• [What is required] The lines to reproduce from the material below are those from the one containing "Task: within every" through the one containing "negative clicks: (347, 198)", both included; write them out exactly and add nothing.

START Data to use

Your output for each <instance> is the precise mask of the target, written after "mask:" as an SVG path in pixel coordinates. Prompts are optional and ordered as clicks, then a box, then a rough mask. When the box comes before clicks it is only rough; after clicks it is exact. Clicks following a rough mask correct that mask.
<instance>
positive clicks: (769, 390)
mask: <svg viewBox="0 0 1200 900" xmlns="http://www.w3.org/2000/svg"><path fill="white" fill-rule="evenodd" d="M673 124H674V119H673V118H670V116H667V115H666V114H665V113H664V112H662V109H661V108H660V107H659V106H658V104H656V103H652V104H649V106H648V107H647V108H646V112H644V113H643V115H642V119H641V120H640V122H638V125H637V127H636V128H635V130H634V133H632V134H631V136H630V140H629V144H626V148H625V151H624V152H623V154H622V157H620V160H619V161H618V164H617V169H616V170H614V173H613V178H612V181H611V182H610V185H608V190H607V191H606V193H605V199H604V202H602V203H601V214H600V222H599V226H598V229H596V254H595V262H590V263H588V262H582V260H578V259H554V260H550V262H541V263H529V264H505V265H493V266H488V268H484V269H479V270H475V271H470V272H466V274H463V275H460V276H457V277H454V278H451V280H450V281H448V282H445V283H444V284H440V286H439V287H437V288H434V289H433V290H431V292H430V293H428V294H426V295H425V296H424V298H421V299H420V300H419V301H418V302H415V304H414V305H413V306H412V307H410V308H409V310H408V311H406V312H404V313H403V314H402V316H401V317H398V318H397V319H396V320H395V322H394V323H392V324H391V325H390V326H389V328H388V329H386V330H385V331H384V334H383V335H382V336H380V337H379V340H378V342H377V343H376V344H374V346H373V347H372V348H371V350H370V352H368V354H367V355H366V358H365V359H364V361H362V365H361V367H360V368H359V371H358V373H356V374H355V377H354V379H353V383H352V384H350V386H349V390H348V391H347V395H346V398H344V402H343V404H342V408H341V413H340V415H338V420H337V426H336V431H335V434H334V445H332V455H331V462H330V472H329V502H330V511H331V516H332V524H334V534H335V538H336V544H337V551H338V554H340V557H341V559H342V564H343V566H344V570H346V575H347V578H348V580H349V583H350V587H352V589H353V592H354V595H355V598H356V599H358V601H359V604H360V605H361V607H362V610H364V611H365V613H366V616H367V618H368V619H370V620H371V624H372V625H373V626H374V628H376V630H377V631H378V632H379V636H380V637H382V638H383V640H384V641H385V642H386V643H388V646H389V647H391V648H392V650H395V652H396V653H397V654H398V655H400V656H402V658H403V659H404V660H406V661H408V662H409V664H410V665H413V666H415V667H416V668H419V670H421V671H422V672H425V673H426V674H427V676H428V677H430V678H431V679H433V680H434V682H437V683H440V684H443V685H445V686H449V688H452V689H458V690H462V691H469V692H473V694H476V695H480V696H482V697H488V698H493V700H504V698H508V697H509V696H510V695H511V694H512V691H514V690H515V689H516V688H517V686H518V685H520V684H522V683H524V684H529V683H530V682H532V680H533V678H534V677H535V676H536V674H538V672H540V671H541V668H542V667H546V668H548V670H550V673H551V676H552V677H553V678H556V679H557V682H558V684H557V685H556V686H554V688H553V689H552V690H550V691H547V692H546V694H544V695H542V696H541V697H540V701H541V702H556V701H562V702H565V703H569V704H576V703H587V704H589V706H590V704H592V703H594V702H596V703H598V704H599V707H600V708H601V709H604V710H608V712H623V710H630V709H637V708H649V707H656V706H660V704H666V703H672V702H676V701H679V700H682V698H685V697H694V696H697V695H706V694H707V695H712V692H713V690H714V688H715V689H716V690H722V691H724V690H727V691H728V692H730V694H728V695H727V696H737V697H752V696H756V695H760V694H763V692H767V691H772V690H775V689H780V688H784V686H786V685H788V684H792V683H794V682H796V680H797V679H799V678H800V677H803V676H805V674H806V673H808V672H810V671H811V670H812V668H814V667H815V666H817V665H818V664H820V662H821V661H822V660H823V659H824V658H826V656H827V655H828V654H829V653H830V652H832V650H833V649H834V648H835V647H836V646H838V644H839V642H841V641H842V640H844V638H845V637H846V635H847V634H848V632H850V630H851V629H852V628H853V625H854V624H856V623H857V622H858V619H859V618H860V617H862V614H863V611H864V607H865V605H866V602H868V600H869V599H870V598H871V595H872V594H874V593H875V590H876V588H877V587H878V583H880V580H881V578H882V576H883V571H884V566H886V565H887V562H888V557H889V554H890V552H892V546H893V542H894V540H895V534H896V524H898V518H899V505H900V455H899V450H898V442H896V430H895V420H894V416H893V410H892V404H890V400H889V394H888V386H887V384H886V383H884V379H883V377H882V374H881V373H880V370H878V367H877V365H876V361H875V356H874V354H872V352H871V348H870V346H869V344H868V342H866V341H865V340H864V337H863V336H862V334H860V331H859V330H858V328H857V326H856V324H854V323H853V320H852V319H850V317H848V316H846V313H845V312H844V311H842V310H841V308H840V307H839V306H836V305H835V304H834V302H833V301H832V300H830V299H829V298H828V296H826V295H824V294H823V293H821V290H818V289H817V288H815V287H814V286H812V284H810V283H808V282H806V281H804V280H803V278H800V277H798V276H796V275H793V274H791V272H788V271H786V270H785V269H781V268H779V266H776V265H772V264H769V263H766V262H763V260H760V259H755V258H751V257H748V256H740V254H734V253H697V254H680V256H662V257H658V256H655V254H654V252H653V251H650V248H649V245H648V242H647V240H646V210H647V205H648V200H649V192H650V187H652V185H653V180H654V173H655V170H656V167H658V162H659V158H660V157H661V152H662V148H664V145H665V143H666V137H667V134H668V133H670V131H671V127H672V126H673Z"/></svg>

END Data to use
START Data to use

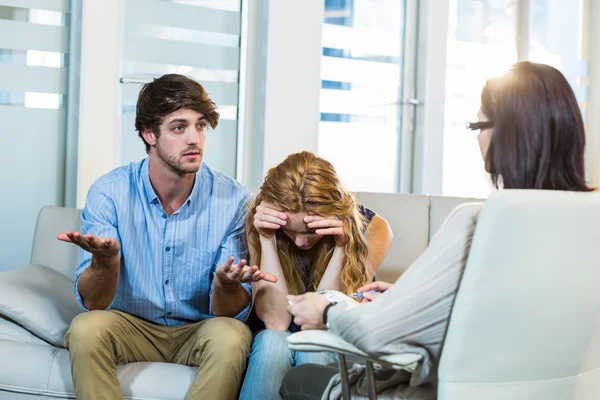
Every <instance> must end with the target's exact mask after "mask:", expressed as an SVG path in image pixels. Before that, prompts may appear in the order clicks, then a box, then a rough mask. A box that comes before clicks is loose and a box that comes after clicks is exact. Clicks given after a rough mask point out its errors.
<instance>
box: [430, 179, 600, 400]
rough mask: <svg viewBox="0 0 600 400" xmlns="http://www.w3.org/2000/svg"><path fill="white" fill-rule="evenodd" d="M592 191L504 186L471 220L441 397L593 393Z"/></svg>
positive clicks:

END Data to use
START Data to use

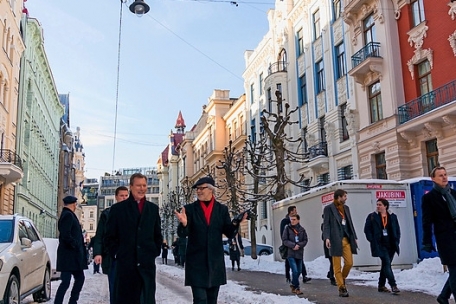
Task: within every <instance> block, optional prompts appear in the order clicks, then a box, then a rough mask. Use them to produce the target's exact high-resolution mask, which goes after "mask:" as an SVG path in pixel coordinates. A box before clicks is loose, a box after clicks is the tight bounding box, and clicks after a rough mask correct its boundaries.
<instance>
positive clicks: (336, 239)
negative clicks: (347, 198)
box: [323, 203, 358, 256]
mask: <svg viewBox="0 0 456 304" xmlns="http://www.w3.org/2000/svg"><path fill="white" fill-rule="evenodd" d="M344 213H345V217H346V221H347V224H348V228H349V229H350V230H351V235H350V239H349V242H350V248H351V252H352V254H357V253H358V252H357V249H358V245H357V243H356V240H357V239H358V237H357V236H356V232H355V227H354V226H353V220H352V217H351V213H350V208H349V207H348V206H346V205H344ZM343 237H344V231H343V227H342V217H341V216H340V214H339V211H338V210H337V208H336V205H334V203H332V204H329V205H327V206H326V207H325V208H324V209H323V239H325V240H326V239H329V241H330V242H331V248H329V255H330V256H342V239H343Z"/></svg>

END Data to use

• [Solution to this problem]
Task: within every <instance> block, optional prompts appear in the order clicks, then a box, then a rough mask. Use them to produce the target's exact high-resolution mask, which goes after "mask:" as an SVG path in pixel coordinates. A box before clicks is loose, a box after clicks is the tight bounding box, and clicks after a rough mask correct its boundaries.
<instance>
positive clicks: (336, 239)
negative clicks: (347, 198)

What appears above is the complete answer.